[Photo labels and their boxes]
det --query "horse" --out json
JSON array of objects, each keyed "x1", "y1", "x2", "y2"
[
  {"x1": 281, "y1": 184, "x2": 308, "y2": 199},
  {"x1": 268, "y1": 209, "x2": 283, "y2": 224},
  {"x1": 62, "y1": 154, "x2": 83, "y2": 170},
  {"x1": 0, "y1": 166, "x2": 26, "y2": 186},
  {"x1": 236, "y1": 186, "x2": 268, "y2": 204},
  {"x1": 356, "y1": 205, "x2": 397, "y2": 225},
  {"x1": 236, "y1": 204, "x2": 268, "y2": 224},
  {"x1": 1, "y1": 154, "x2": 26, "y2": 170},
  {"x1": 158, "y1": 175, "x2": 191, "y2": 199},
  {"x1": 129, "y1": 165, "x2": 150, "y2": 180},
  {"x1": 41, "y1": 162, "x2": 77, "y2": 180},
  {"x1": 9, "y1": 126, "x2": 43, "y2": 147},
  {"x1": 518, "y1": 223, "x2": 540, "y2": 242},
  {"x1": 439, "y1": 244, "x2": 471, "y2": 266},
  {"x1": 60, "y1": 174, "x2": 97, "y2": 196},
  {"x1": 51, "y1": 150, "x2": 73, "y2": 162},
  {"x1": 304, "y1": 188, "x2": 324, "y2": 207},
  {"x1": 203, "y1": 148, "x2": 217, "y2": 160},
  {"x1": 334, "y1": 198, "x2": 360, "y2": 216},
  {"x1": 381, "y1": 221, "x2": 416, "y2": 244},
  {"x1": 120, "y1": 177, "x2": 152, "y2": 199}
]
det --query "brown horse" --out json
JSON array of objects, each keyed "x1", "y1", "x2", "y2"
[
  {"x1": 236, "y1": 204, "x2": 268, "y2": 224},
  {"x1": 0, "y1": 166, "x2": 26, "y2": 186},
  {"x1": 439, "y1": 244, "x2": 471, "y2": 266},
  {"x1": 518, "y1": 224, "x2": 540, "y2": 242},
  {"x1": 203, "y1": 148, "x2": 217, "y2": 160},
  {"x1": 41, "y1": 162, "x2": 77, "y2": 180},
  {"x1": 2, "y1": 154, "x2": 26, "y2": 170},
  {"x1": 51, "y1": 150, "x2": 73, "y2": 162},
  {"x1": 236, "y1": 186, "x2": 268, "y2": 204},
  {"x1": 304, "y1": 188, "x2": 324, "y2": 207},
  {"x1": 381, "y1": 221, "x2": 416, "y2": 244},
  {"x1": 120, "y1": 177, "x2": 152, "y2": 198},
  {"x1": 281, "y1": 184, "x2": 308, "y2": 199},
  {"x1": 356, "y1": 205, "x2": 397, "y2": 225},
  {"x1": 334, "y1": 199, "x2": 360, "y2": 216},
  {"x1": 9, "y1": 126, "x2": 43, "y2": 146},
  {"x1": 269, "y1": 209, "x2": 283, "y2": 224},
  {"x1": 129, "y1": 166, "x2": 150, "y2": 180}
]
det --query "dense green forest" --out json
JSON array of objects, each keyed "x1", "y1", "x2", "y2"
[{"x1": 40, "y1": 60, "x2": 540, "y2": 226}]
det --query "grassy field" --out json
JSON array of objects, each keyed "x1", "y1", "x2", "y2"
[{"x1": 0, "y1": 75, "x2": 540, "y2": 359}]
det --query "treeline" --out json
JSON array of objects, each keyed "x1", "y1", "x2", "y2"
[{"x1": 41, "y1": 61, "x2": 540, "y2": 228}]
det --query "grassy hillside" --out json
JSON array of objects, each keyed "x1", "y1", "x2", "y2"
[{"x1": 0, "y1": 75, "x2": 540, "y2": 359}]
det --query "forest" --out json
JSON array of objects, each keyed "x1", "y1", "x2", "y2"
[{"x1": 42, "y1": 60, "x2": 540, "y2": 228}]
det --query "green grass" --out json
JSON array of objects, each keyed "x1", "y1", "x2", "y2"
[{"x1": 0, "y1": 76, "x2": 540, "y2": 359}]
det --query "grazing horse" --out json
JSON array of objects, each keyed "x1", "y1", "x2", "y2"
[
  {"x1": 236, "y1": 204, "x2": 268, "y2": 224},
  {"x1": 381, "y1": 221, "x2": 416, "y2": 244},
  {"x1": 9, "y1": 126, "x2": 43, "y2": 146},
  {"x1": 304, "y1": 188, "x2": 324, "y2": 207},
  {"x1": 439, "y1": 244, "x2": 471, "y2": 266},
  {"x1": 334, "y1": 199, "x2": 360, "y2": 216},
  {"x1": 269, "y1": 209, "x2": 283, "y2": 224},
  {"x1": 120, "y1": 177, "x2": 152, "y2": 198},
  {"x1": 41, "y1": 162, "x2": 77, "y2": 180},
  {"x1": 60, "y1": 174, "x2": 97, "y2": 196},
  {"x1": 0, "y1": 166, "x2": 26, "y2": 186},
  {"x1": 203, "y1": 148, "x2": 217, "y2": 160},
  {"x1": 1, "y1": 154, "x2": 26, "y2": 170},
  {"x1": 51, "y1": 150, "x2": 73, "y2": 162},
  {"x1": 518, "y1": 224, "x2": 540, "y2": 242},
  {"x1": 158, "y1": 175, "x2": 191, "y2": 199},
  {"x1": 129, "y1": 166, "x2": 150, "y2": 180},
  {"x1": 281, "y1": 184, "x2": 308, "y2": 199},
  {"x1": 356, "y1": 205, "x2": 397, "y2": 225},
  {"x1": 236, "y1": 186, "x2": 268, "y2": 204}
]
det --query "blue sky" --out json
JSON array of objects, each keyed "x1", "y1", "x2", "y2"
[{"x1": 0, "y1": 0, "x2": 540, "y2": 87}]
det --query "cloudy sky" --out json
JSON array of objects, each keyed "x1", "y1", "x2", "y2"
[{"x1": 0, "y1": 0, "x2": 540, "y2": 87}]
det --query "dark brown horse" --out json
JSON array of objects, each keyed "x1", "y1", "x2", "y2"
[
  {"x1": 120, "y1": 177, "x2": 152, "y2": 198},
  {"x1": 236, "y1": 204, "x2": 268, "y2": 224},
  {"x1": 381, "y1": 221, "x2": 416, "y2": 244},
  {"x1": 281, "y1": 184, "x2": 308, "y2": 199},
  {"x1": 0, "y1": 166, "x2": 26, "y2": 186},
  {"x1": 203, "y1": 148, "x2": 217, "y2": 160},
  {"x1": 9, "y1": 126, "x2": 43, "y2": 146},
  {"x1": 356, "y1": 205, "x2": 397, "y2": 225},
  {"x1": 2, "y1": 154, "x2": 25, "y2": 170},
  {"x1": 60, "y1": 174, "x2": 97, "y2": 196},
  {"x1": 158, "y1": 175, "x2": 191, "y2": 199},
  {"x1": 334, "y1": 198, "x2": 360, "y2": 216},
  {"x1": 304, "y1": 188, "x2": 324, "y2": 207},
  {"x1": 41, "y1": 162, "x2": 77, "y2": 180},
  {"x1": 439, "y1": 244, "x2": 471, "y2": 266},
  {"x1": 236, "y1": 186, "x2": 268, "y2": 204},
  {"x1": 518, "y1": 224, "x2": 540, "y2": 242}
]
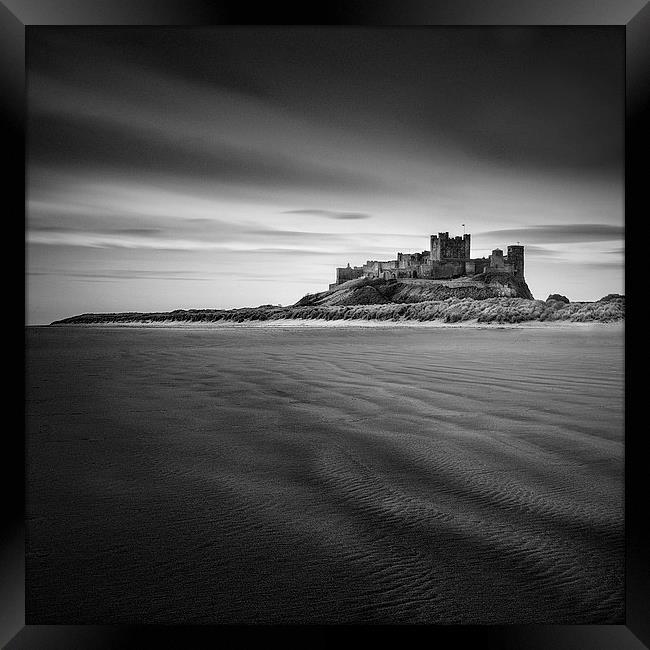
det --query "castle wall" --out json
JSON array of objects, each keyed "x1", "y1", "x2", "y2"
[
  {"x1": 465, "y1": 257, "x2": 490, "y2": 275},
  {"x1": 430, "y1": 232, "x2": 471, "y2": 262},
  {"x1": 330, "y1": 232, "x2": 524, "y2": 288},
  {"x1": 429, "y1": 262, "x2": 465, "y2": 280}
]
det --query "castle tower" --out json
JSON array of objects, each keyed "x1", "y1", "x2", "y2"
[
  {"x1": 508, "y1": 246, "x2": 524, "y2": 277},
  {"x1": 430, "y1": 232, "x2": 471, "y2": 262},
  {"x1": 490, "y1": 248, "x2": 504, "y2": 270},
  {"x1": 431, "y1": 232, "x2": 440, "y2": 262},
  {"x1": 463, "y1": 235, "x2": 472, "y2": 261}
]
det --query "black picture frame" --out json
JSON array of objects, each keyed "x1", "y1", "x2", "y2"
[{"x1": 7, "y1": 0, "x2": 650, "y2": 650}]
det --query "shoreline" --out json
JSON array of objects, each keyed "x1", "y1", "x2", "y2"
[{"x1": 40, "y1": 318, "x2": 625, "y2": 330}]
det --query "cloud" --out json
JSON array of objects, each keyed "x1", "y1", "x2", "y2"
[
  {"x1": 475, "y1": 223, "x2": 625, "y2": 246},
  {"x1": 282, "y1": 208, "x2": 372, "y2": 220}
]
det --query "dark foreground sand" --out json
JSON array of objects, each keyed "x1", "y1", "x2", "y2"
[{"x1": 26, "y1": 326, "x2": 624, "y2": 624}]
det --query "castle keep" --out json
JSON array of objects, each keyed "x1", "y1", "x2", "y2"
[{"x1": 330, "y1": 232, "x2": 524, "y2": 289}]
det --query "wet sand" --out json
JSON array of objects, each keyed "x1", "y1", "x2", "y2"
[{"x1": 26, "y1": 326, "x2": 624, "y2": 624}]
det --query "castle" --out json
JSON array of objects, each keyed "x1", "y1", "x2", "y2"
[{"x1": 330, "y1": 232, "x2": 524, "y2": 289}]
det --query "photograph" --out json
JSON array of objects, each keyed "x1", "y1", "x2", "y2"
[{"x1": 25, "y1": 25, "x2": 626, "y2": 626}]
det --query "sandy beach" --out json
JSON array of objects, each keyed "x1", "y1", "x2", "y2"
[{"x1": 26, "y1": 321, "x2": 624, "y2": 624}]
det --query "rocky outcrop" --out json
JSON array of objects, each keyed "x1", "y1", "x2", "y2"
[{"x1": 546, "y1": 293, "x2": 571, "y2": 305}]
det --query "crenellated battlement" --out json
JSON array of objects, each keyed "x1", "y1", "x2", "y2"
[{"x1": 330, "y1": 232, "x2": 524, "y2": 288}]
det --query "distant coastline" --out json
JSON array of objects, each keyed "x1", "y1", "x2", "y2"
[{"x1": 51, "y1": 294, "x2": 625, "y2": 327}]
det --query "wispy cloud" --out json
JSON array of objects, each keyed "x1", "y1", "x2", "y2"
[
  {"x1": 282, "y1": 208, "x2": 372, "y2": 220},
  {"x1": 476, "y1": 223, "x2": 625, "y2": 244}
]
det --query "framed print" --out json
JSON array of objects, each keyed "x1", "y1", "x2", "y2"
[{"x1": 0, "y1": 0, "x2": 650, "y2": 648}]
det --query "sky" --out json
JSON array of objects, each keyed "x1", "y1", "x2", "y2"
[{"x1": 26, "y1": 27, "x2": 625, "y2": 324}]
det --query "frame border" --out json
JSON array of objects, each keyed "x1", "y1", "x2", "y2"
[{"x1": 6, "y1": 0, "x2": 650, "y2": 650}]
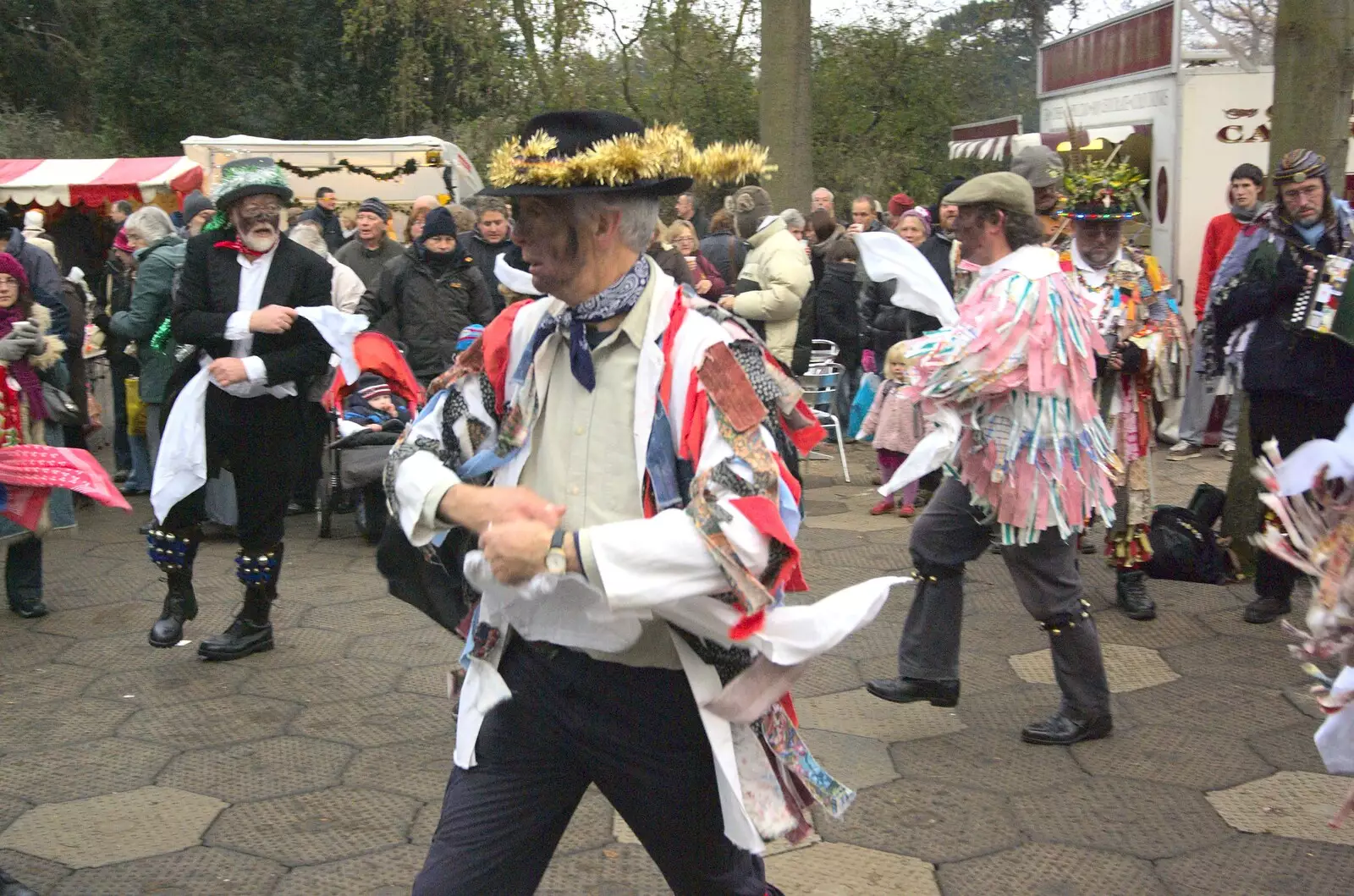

§ Your instructions
Count the lines above that contain the string "dark", treating case as significant. Give only the number.

§ Exercise answer
2